- Problem details
Return the listing below word for word.

━━ Listed entries ━━

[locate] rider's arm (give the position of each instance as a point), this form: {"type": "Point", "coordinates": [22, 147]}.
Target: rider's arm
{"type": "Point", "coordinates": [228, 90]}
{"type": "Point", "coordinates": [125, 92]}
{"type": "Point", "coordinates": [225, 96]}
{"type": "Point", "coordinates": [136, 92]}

━━━

- Answer below
[locate] rider's arm (give the position of each instance as a point), this form: {"type": "Point", "coordinates": [22, 147]}.
Target: rider's arm
{"type": "Point", "coordinates": [228, 90]}
{"type": "Point", "coordinates": [125, 92]}
{"type": "Point", "coordinates": [225, 96]}
{"type": "Point", "coordinates": [136, 92]}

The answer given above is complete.